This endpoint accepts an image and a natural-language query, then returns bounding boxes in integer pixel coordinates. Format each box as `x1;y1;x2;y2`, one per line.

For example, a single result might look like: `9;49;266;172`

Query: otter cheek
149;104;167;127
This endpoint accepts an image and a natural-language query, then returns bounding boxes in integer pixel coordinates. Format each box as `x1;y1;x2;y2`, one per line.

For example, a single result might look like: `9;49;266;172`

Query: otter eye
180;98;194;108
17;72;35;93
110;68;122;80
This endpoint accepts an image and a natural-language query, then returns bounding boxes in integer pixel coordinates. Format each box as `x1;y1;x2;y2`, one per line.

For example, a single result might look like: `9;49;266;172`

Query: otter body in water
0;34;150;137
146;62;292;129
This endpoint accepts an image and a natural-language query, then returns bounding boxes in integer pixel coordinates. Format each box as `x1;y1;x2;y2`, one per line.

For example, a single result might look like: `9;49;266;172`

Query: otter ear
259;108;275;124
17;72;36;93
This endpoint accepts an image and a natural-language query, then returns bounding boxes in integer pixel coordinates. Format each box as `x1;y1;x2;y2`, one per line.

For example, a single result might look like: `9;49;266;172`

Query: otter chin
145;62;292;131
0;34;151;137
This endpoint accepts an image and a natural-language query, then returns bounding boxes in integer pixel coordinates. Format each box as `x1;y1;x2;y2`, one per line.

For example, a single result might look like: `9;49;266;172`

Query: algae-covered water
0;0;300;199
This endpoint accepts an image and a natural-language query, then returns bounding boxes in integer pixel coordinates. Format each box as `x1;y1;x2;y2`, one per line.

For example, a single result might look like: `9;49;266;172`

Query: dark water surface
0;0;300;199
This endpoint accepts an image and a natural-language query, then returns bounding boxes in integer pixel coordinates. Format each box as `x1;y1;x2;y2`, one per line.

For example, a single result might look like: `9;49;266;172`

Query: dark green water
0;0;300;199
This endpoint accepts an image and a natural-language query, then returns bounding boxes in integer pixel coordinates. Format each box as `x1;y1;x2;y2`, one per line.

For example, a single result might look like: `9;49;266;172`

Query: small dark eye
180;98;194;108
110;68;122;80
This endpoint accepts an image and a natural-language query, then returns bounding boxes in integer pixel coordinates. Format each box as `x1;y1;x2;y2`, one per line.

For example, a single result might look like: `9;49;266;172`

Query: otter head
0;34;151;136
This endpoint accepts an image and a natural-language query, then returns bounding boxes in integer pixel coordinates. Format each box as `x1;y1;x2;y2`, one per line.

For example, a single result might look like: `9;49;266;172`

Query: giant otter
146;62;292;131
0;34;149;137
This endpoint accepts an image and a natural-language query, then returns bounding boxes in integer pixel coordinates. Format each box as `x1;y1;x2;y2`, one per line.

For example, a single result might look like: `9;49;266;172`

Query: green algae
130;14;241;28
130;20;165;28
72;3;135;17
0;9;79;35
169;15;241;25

++++++++++++++++++++

Arrange the data from the start down through the line containing "149;104;167;127", inclusive, as a two-column CSV with the headers input and output. Give one row for each input and its output, and put each in a single quoted field with line breaks replaced by spaces.

input,output
"This endpoint accepts an image and a natural-language query, then returns bounding boxes in integer pixel coordinates. Format each box as `x1;y1;x2;y2`, one per line. For example, a single result might look like: `9;49;266;172` Query: otter cheek","149;104;167;127"